» **Study text**:
Great Ormond Street is a British television documentary series. It was first broadcast on BBC Two on 6 April 2010. Each episode focuses on a different department at the Great Ormond Street Hospital for Children in London.

A second series aired in 2012. A third series aired in summer 2015.

Background

Great Ormond Street Hospital is a hospital specialising in the care of children in the district of Bloomsbury, Central London. It was founded in 1852 as the Hospital for Sick Children, making it the first hospital providing in-patient beds specifically for children in the English-speaking world. Today, the hospital still engages in pioneering work in children's medicine.

The hospital works with the UCL Institute of Child Health, and is the largest centre for research into childhood illness outside the United States and Canada, and a major international trainer of medical professionals.

This television series was filmed over the course of a year and features unprecedented access to health professionals as they make some of the hardest choices in medicine. In this series cameras followed Great Ormond Street Hospital's medical professionals into the meetings where they come face to face with the most difficult ethical dilemmas on a daily basis.

Episodes
The first series consisted of three one hour programmes and each episode focussed on a separate department within the hospital.
The second series consists of six episodes, also one hour long.
Series three (of three episodes) starts on 14 July 2015.

Series 1 (2010)

Series 2 (2012)

Reception
Great Ormond Street received positive reviews.
Tom Sutcliffe of The Independent wrote that the series was "distinguished by the attention it paid to the limits of medical expertise".

» **What you will do**:
Copy out the full article on the Great Ormond Street documentary series word for word, with no changes.

» **Data extract**:
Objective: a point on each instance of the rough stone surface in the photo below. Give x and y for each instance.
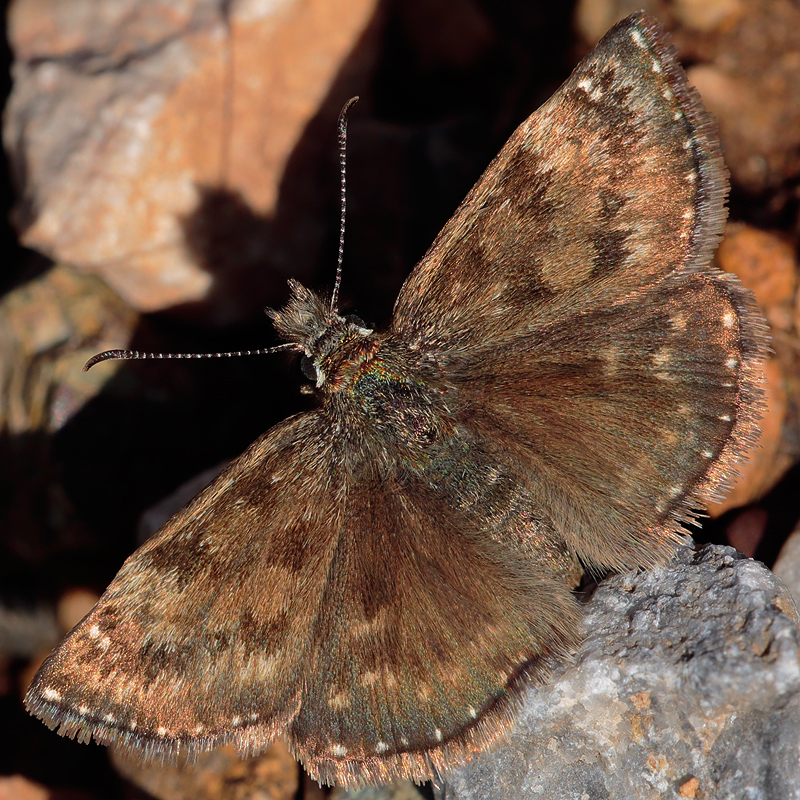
==
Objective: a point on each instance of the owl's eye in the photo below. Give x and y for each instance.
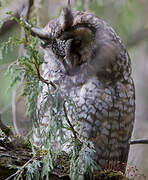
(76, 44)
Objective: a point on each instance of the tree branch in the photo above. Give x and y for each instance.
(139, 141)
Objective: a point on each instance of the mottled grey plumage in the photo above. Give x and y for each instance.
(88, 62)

» **Task solution**:
Great Ormond Street is a British television documentary series. It was first broadcast on BBC Two on 6 April 2010. Each episode focuses on a different department at the Great Ormond Street Hospital for Children in London.

A second series aired in 2012. A third series aired in summer 2015.

Background

Great Ormond Street Hospital is a hospital specialising in the care of children in the district of Bloomsbury, Central London. It was founded in 1852 as the Hospital for Sick Children, making it the first hospital providing in-patient beds specifically for children in the English-speaking world. Today, the hospital still engages in pioneering work in children's medicine.

The hospital works with the UCL Institute of Child Health, and is the largest centre for research into childhood illness outside the United States and Canada, and a major international trainer of medical professionals.

This television series was filmed over the course of a year and features unprecedented access to health professionals as they make some of the hardest choices in medicine. In this series cameras followed Great Ormond Street Hospital's medical professionals into the meetings where they come face to face with the most difficult ethical dilemmas on a daily basis.

Episodes
The first series consisted of three one hour programmes and each episode focussed on a separate department within the hospital.
The second series consists of six episodes, also one hour long.
Series three (of three episodes) starts on 14 July 2015.

Series 1 (2010)

Series 2 (2012)

Reception
Great Ormond Street received positive reviews.
Tom Sutcliffe of The Independent wrote that the series was "distinguished by the attention it paid to the limits of medical expertise".